### Text provided

+ + +

While it’s true that a large number of slum dwellers are poor, it would be a fallacy to relate slums to abject poverty, definitely not one that which rises out of joblessness. Recently, the Indian Prime Minister expressed concern over policemen earning stable government salaries staying in slums (read here). A walk through the slum immediately reveals that its home to a host of professionals that range from call center employees, owners of small-scale industries, struggling artists, daily wage laborers, entrepreneurs etc. If looked at it from this perspective the slum problem becomes symptomatic of an acute affordable housing crisis in a city that requires all this labor.
As described in my introductory post, the State, however, frames the slum as a problem of property tenure and proposes to solve the problem by awarding the slum dwellers with ownership to 225 sq feet of free housing which is constructed by developers, through a profitable redevelopment scheme. (See details here)

Slum Rehabilitation scheme at Dharavi, (from KRVIA presentation at Prince of Wales museum, Mumbai, 2007)
What’s interesting about this is that while there are disagreements about the ways in which the property ownership should be awarded to the slum dwellers, the basic concept of awarding property to the urban poor, as a method of “solving the slum problem” has garnered support across the political spectrum. Both right-wing economists and left-wing activists are willing to support redevelopment schemes if it enables the slum dweller to gain ownership to a house.
The redevelopment plan is a self organizing network[1] that is building a consensus among a large coalition of actors which have very disparate interests. This includes the NGOs, slum dwellers, the construction lobby, local government as well as the central government. My interest lies in investigating why awarding property ownership is being seen as a panacea for the urban “slum problem”? In my next set of blog posts I wish to investigate the rationales behind why actors and agents with such diverse agendas have come to support property ownership for the poor through redevelopment models. The intent here is not to demonstrate whether property ownership for slum dwellers is good or bad but it is to explore the conditions under which this idea has gained a common sense agreement. I wish to investigate the regulating fictions[2] that guide this rationale to understand the ways in which consensus is being built, what motives are being achieved and through what strategies and techniques. The attempt here is to highlight the lines of power that operate as well as reveal structural problems with such an approach.

+ + +

### Stored data
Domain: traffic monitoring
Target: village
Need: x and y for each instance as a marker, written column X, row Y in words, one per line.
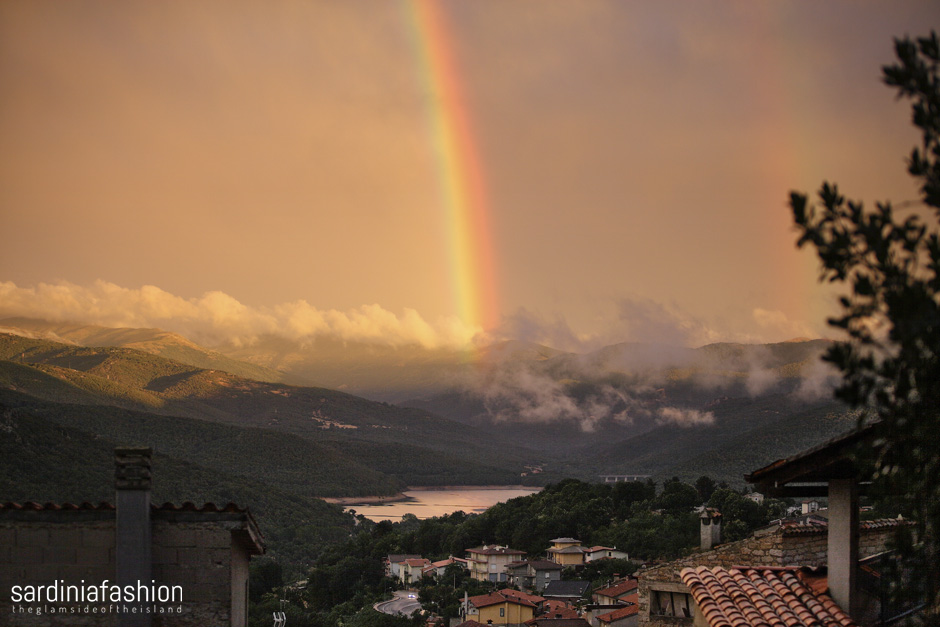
column 817, row 565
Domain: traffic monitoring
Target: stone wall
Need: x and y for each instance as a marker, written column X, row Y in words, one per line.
column 42, row 547
column 198, row 557
column 42, row 552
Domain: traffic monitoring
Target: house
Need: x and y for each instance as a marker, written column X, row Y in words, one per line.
column 757, row 497
column 412, row 569
column 488, row 562
column 620, row 592
column 533, row 574
column 739, row 597
column 544, row 621
column 809, row 506
column 782, row 544
column 393, row 564
column 567, row 552
column 500, row 608
column 621, row 617
column 436, row 569
column 553, row 608
column 603, row 552
column 624, row 478
column 841, row 544
column 195, row 558
column 568, row 591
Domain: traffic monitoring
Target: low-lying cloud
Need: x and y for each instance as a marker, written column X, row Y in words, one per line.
column 216, row 318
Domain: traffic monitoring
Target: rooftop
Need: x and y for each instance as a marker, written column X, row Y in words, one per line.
column 187, row 512
column 742, row 597
column 495, row 550
column 566, row 588
column 620, row 589
column 623, row 612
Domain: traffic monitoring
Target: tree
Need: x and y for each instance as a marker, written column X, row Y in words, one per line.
column 705, row 486
column 890, row 361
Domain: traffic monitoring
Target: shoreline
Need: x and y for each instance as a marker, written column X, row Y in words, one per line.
column 403, row 497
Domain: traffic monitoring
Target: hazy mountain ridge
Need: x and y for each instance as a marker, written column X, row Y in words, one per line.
column 628, row 407
column 355, row 428
column 155, row 341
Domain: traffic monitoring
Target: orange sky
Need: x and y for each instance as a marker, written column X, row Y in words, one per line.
column 277, row 158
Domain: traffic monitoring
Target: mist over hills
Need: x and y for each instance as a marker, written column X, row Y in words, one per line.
column 491, row 416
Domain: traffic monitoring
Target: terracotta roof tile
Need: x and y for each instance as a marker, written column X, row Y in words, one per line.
column 623, row 612
column 741, row 597
column 495, row 598
column 188, row 506
column 618, row 590
column 818, row 526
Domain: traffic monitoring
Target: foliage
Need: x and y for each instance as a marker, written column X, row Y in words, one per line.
column 890, row 362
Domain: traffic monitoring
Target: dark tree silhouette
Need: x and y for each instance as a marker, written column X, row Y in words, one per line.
column 890, row 362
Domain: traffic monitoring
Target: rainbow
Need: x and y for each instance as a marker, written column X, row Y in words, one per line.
column 460, row 176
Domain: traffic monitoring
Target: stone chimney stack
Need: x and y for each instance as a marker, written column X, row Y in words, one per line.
column 710, row 528
column 133, row 541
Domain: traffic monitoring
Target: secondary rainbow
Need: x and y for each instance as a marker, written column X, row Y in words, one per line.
column 459, row 172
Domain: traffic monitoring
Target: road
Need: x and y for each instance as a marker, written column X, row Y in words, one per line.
column 401, row 603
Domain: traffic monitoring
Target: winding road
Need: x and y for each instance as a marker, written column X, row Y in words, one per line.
column 403, row 602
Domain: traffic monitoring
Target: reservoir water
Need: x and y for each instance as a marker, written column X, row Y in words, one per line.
column 427, row 503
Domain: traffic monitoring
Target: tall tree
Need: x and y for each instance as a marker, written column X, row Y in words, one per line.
column 890, row 362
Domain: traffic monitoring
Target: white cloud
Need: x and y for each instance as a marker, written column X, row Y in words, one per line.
column 216, row 318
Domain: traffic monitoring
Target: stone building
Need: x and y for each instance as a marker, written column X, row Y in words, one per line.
column 665, row 600
column 130, row 563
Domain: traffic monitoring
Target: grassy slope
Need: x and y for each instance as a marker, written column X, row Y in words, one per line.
column 411, row 445
column 154, row 341
column 747, row 434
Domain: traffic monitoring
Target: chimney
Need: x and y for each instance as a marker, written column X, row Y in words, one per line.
column 710, row 528
column 132, row 553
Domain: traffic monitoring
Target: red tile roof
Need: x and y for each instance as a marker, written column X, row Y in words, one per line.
column 618, row 590
column 742, row 597
column 165, row 511
column 818, row 526
column 516, row 594
column 188, row 506
column 553, row 608
column 623, row 612
column 496, row 598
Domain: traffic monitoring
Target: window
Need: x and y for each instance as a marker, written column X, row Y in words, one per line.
column 665, row 603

+ + +

### What is expected
Return the stretch of the slum-redevelopment text from "While it’s true" through "all this labor.", copied word for word.

### Solved exercise
While it’s true that a large number of slum dwellers are poor, it would be a fallacy to relate slums to abject poverty, definitely not one that which rises out of joblessness. Recently, the Indian Prime Minister expressed concern over policemen earning stable government salaries staying in slums (read here). A walk through the slum immediately reveals that its home to a host of professionals that range from call center employees, owners of small-scale industries, struggling artists, daily wage laborers, entrepreneurs etc. If looked at it from this perspective the slum problem becomes symptomatic of an acute affordable housing crisis in a city that requires all this labor.